■ STATED EXERCISE: Copy out every one of the records below word for word, leaving out the pictures.

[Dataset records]
........

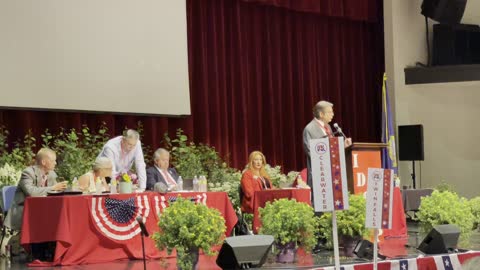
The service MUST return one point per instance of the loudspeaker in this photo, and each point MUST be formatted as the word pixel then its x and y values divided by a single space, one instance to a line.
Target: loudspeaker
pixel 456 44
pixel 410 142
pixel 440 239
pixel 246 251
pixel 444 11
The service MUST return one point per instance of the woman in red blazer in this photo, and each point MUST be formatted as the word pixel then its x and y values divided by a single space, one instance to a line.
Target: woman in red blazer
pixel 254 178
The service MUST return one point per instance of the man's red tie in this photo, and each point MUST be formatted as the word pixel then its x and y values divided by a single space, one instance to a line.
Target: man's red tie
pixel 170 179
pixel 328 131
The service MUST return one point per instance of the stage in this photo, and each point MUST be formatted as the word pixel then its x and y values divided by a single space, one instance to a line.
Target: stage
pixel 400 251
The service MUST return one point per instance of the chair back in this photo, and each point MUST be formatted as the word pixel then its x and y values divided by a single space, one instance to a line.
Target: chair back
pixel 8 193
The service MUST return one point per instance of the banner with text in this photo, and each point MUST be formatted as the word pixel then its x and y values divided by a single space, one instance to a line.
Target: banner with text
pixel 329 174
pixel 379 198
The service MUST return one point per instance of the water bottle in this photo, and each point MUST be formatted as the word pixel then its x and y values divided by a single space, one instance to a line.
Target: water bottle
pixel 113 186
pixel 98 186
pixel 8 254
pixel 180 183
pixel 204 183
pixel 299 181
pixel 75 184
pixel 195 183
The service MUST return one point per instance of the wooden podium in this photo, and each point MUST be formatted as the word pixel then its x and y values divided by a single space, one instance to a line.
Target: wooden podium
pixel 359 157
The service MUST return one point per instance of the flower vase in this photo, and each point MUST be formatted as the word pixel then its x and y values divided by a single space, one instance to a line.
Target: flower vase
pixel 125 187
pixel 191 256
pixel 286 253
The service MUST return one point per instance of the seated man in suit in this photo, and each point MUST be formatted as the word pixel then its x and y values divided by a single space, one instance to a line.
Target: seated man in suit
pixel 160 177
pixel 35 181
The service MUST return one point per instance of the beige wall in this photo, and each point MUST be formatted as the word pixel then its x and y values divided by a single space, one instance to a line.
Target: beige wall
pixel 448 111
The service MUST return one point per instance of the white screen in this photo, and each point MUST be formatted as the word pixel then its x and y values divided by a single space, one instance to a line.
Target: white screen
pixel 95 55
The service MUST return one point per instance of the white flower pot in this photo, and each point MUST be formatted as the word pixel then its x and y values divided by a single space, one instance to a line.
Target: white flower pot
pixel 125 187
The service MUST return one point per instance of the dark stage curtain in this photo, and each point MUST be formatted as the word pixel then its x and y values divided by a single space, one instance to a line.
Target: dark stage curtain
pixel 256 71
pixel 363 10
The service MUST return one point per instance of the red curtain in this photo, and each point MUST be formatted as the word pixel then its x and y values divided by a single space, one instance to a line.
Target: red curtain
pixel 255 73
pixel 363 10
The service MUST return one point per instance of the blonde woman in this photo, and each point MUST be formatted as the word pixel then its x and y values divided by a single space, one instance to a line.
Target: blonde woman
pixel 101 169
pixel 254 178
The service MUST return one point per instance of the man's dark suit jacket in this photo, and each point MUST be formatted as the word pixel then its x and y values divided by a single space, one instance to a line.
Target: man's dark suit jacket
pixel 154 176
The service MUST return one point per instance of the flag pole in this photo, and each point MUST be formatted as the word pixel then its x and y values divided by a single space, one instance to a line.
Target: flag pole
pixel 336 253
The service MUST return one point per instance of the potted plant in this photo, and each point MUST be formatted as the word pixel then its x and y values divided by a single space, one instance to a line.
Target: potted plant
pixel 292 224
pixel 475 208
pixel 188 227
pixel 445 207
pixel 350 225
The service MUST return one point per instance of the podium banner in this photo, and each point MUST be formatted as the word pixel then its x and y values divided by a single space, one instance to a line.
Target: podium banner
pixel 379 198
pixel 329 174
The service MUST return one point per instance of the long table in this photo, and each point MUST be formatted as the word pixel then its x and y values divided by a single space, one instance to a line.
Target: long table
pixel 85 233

........

■ ANSWER TO THIS PROBLEM:
The service MUST return one point per instance of the loudspeaker in this photo, and each point MUST be formatted as the word pixel then its x and y values divided by a single space, one instance to a line.
Target: loudspeaker
pixel 456 44
pixel 410 142
pixel 440 239
pixel 246 251
pixel 444 11
The service MUST return one point per instance of the woman in red blazer in this photo, and each point MUST be formatted as the word pixel then its x and y values divided by a single space, one instance to a line.
Target: woman in red blazer
pixel 254 178
The service MUST return one point per instance of the man's red tie in this photo, and each point MUST be formatted as the word pixel then its x and y values divided by a single space, one instance to a line.
Target: man's red tie
pixel 170 179
pixel 328 131
The service MUST return one point per instance of the stage in this photo, and each point MUST be formatted as the word pixel then its x and y values divided by a single space, one instance to a line.
Target: stage
pixel 400 251
The service MUST return one point per instance of the chair back in this photo, and each point MUST be formatted as the word pixel then its x and y values divided by a single space, one instance to a line.
Target: chair back
pixel 8 193
The service MUST return one point per instance of the banner with text in this photo, and each point MUST be formatted as the word pixel then its x and y values divided by a single space, one instance to a line.
Target: banner with text
pixel 329 174
pixel 379 198
The service MUST return one point per instance of the water bottle in this photo, and each point MUST be formatted as the word pixel then its x and y values divided by a single space, one instance to a line.
Target: water bottle
pixel 113 186
pixel 98 186
pixel 8 254
pixel 180 183
pixel 204 183
pixel 299 181
pixel 75 184
pixel 195 183
The service MUST return one point per instance of the wooden podium in this photo, and each point MUST be formatted as the word pixel then its x and y values divided by a single space, one instance to a line.
Target: wooden podium
pixel 359 157
The service MUST return one point per instance of the flower vase in this photo, and each point MUST be formatted as the word pixel then its x and y values divided by a single space, one instance to a line.
Target: flower vase
pixel 125 187
pixel 191 256
pixel 286 253
The service MUST return one point per instance of the seated man in suit in this photo, and each point MUST be formatted as the word pixel then its x and y values divided by a single space, one instance to a line.
Target: seated man in suit
pixel 160 177
pixel 35 181
The service MUST return one point per instance of the beige wall in this photo, and each point MUST be formatted as the word pixel then its x and y values divided by a single space, one instance to a line.
Target: beige wall
pixel 448 111
The service MUST return one point per instance of the white screen in this photo, and each point MUST be formatted as the word pixel then its x and y values divided by a single space, one instance to a line.
Target: white screen
pixel 95 55
The service MUST return one point per instance of the white flower pot in this photo, and each point MUST be formatted as the word pixel then its x and y values divided by a single space, one instance to a line.
Target: white flower pot
pixel 125 187
The service MUST return one point per instance of the dark stage curtain in this photo, and each point MUST be formatted as the word pixel then its x and y values divided by a single space, one instance to a line.
Target: dark stage curtain
pixel 256 71
pixel 363 10
The service MUST return one point per instance of the red curtain in this photo, and each point MUST be formatted as the word pixel then its x and y values divided by a single space, one instance to a line.
Target: red curtain
pixel 255 73
pixel 363 10
The service MUST return one point per instance of the blonde woman in this photo, and each point MUST be formatted as the word pixel then its x and y values divided by a single space, one instance to a line.
Target: blonde woman
pixel 101 169
pixel 254 178
The service MUST return one point per instance of the man's dark suit jacket in this photo, and each point MUST be formatted as the word pixel then its x and y values divided by a single space, one instance to a line.
Target: man's dark suit jacket
pixel 154 176
The service MUST return one point per instance of the flag pole in this photo, and each point MUST be formatted as the word pixel then its x and y values divided by a single space, one instance to a line.
Target: flag pole
pixel 336 253
The service MUST return one point per instance of the potted plant in this photo, and each point MUST be formatted as the word pixel then its x and y values divided by a single space, one instance to a line.
Target: potted plant
pixel 292 224
pixel 475 208
pixel 188 227
pixel 445 207
pixel 350 225
The service MUST return one point per instance of the podium banner in this photo, and each point MUST be formatted as the word pixel then its x and y values divided by a single space, one instance to a line.
Target: podium banner
pixel 379 198
pixel 329 174
The service MUST return one point per instance of the long table in this photo, and each point MUST be formatted as the word pixel then its x and y values divided by a single space, one instance to a line.
Target: long table
pixel 85 233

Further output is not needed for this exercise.